**To do:** In this exercise, the entries below are to be transcribed exactly, line by line.

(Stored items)
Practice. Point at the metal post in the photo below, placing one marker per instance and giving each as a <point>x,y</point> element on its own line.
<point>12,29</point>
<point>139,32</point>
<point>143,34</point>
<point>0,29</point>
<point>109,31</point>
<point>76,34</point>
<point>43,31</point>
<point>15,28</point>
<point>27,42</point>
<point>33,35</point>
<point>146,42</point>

**Result for this exercise:**
Practice. Point at the metal post in the photo below, placing one marker per instance and giving each as a <point>x,y</point> element on its own line.
<point>12,29</point>
<point>139,32</point>
<point>143,34</point>
<point>0,29</point>
<point>109,31</point>
<point>76,34</point>
<point>43,31</point>
<point>15,28</point>
<point>27,42</point>
<point>33,35</point>
<point>146,42</point>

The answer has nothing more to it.